How many lines of the material below contain the string "black"? Reply with the number alone.
━━━━━ Listed entries
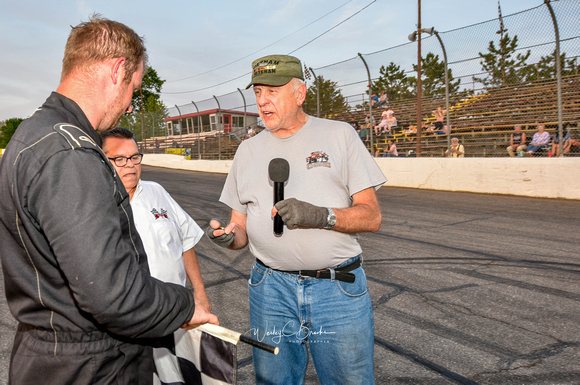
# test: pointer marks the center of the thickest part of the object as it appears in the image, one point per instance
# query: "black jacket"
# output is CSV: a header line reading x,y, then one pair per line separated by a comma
x,y
74,266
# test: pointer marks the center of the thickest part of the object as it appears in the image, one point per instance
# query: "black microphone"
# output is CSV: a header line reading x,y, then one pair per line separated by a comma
x,y
278,170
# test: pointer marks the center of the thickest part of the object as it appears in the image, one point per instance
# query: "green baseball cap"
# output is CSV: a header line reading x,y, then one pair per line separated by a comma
x,y
275,70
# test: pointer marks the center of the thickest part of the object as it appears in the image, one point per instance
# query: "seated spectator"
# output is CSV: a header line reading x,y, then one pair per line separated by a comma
x,y
382,100
573,145
444,130
517,141
364,133
391,149
370,120
456,150
439,114
539,140
556,143
388,121
354,124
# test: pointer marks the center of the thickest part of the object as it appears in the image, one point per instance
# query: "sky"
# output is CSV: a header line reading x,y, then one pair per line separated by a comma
x,y
205,48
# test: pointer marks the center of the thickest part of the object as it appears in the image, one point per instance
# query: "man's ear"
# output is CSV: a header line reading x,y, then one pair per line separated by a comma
x,y
301,94
118,70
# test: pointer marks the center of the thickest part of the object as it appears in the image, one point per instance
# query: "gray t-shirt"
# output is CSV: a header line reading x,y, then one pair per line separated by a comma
x,y
328,164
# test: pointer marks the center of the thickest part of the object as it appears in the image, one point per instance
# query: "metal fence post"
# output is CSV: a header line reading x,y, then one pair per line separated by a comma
x,y
317,92
370,104
198,131
245,112
180,127
219,130
558,77
446,89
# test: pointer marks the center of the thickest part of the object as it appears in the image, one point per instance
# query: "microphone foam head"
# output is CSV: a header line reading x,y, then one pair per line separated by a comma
x,y
278,170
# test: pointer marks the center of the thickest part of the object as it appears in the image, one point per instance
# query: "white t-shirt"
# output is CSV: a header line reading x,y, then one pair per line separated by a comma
x,y
165,229
328,164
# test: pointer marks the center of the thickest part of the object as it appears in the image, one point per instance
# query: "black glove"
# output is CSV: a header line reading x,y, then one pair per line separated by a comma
x,y
299,213
223,240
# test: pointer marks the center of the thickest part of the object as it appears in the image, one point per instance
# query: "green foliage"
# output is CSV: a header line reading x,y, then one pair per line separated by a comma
x,y
331,99
148,97
433,76
501,65
148,109
546,67
394,82
8,129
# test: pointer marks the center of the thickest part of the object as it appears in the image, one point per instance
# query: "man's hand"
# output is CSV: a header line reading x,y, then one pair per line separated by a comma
x,y
220,234
297,213
201,316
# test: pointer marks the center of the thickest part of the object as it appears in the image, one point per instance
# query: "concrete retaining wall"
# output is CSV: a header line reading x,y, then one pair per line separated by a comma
x,y
535,177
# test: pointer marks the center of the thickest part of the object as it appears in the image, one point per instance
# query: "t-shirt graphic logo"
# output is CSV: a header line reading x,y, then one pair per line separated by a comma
x,y
158,214
317,159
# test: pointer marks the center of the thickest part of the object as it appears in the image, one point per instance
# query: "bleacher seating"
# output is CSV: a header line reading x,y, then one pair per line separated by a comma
x,y
484,121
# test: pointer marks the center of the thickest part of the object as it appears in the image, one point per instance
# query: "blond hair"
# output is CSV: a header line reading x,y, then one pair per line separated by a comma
x,y
99,39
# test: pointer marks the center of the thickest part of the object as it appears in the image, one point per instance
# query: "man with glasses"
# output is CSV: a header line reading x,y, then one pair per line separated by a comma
x,y
75,270
167,231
━━━━━━━━━━
## The solution
3